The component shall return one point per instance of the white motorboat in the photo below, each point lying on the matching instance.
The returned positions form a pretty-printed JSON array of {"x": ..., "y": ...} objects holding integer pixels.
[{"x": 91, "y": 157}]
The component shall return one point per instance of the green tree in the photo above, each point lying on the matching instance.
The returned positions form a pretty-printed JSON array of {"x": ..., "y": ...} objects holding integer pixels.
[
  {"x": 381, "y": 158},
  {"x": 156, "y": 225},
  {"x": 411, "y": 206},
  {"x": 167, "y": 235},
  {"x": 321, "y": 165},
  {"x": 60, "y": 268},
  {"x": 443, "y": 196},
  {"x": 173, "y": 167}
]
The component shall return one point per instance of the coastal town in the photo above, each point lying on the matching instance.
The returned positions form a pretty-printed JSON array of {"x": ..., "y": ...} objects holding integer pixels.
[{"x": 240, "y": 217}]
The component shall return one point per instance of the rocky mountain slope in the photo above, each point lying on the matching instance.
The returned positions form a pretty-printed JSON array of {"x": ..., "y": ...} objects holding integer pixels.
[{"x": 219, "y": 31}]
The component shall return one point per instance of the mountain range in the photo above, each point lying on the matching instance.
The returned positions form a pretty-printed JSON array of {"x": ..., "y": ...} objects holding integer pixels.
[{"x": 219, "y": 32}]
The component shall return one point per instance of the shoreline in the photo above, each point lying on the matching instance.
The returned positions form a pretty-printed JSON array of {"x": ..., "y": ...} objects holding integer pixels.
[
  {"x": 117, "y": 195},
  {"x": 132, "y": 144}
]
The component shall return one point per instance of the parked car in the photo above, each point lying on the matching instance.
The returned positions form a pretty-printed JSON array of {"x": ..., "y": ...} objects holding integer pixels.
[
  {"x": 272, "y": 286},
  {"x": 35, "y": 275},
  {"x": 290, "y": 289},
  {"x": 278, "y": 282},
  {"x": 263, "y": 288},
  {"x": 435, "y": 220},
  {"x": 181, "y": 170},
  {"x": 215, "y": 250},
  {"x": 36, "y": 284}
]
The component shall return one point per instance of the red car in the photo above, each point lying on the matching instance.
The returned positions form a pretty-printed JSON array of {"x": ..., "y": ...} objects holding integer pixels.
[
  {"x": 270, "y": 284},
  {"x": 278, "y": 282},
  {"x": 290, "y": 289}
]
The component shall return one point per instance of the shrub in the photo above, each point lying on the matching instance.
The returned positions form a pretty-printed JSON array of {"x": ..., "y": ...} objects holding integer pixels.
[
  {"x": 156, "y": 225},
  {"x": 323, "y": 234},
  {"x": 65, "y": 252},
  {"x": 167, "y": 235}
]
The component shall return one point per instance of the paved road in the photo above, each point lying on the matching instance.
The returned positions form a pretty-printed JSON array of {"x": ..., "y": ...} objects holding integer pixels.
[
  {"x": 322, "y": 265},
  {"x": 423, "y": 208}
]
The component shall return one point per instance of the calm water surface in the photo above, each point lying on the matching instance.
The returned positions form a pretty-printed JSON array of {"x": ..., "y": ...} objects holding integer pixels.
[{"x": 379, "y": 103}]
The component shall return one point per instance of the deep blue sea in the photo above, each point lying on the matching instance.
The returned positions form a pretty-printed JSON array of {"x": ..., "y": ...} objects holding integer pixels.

*Given problem*. Everything from the line containing "The component shall return one point per instance of the calm" to the end of the records must be written out exactly; include both of those lines and no others.

*Exercise result*.
The component shall return one point per instance of the calm water surface in the photo above, each point lying on the matching instance.
The returned positions form a pretty-printed JSON array of {"x": ..., "y": ...} objects holding integer pixels.
[{"x": 379, "y": 103}]
The component shall return one point per instance of the deep blue sea in the photo above, each point lying on the matching instance.
The returned positions form a pretty-printed JSON array of {"x": ..., "y": ...} objects holding integer pixels.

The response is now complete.